### TASK STATEMENT:
Send back the records in full, character for character.

* begin GIVEN ENTRIES *

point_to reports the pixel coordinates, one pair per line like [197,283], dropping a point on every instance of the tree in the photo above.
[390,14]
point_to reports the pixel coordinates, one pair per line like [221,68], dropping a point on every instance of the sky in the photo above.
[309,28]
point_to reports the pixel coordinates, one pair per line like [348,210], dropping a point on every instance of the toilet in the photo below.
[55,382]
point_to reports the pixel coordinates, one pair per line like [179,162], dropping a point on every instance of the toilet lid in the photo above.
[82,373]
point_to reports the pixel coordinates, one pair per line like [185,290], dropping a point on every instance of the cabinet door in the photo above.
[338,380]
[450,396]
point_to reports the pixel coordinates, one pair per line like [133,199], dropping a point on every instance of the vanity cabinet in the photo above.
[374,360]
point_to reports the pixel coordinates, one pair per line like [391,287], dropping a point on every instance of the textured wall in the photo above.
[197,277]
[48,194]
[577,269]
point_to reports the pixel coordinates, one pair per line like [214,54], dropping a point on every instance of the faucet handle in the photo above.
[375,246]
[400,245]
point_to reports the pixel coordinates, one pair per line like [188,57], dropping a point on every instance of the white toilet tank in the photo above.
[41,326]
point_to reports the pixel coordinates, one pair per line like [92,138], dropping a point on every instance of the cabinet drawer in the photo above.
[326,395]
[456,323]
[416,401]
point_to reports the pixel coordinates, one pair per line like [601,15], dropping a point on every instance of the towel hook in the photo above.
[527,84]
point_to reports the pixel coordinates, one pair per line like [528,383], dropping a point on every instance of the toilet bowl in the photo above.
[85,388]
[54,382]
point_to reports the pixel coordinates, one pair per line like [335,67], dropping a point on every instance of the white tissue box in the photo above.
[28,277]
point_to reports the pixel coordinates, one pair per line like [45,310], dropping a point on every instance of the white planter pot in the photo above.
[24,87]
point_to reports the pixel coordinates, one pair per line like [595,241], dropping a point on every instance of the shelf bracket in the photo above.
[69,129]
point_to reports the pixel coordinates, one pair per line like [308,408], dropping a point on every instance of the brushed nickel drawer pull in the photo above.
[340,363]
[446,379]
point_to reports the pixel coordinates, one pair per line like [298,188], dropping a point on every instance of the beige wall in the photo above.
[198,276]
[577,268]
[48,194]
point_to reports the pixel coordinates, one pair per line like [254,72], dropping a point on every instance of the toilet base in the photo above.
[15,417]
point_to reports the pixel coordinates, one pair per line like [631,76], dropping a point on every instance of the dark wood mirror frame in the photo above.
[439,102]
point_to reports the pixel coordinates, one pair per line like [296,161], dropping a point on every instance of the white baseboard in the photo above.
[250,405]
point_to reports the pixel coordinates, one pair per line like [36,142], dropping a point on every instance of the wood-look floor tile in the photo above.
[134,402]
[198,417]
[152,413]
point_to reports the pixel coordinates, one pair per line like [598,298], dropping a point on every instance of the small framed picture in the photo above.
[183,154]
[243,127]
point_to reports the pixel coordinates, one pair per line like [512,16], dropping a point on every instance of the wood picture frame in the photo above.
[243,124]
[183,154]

* end GIVEN ENTRIES *

### RESULT OF THE TASK:
point_to reports the pixel coordinates, one pair per line like [197,283], dropping a point on every instance of the tree in the photo above.
[390,14]
point_to reports the pixel coordinates, one pair per line like [221,68], dropping a point on every instance of the sky in the photo above.
[309,28]
point_to reports the pixel coordinates, one pair per line like [348,210], dropping a point on every instance of the toilet in the photo below.
[55,382]
point_to reports the pixel coordinates, one pair per line like [179,162], dropping a point on every instance of the toilet lid in the photo above.
[82,373]
point_to reports the pixel coordinates, one pair per line like [185,290], dropping a point on every instance of the cabinet door in the photo above.
[338,380]
[450,396]
point_to reports the pixel coordinates, one pair per line like [133,199], dropping a point on every instance of the vanity cabinet in the photo above.
[374,360]
point_to reports the pixel coordinates, one pair per line like [391,287], dropping a point on every instance of the textured wall in the photo above.
[197,277]
[48,194]
[577,269]
point_to reports the pixel coordinates, one pair per line like [214,54], dropping a point on every instance of the faucet handle in the photo above.
[375,246]
[400,245]
point_to reports the pixel coordinates, one pair per line like [188,57], dropping a point on every instance of the white toilet tank in the photo above.
[41,326]
point_to reports the pixel coordinates, one pair per line like [92,138], dropping a point on every instance of the cabinet drawer in the photo above.
[326,395]
[456,323]
[416,401]
point_to reports the pixel coordinates, one pair per line like [601,15], dropping a point on every instance of the towel hook in the photo above.
[527,84]
point_to reports the pixel coordinates, one pair per line like [528,383], dropping a point on every instance of the toilet bowl in the photo above.
[85,388]
[54,382]
point_to reports the pixel coordinates, one pair per line like [335,67], dropping a point on every instance of the white tissue box in the photo above.
[28,277]
point_to reports the pixel coordinates, one pair per line like [45,310], dropping a point on every instance of the white planter pot in the photo above.
[24,87]
point_to reports the pixel coordinates, one pair per line like [595,241], dropping a point on every instance of the shelf bracket in the photo above.
[69,129]
point_to reports the pixel coordinates, one pair per line like [308,408], dropping a point on every instance of the brushed nickel drawer pull in the photo above.
[340,363]
[446,379]
point_to reports the pixel coordinates, one pair per line like [298,188], dropping a point on every instance of the beige wall in the photo above.
[198,276]
[577,268]
[48,194]
point_to reports the pixel coordinates, one pair per line like [254,72], dropping a point on every instance of the toilet base in the photo above.
[15,417]
point_to reports the pixel coordinates, one pair per line like [631,76], dropping a point on every instance of the dark wood mirror frame in the photo above.
[439,102]
point_to reports the pixel coordinates, one pair per line like [296,161], dropping a point on every instance of the white baseboard in the photo above.
[250,405]
point_to reports the pixel coordinates, one pair per line like [36,142], dropping a point on every instance of the wood-look floor tile in the photo above.
[134,402]
[198,417]
[152,413]
point_to reports the pixel coordinates, one pair per line like [598,298], dropping a point on every instance of the small framed picture in the photo above.
[183,154]
[243,127]
point_to reports the pixel coordinates, one pair per line like [512,16], dropping a point on every instance of the wood picture frame in the photo above.
[243,124]
[183,154]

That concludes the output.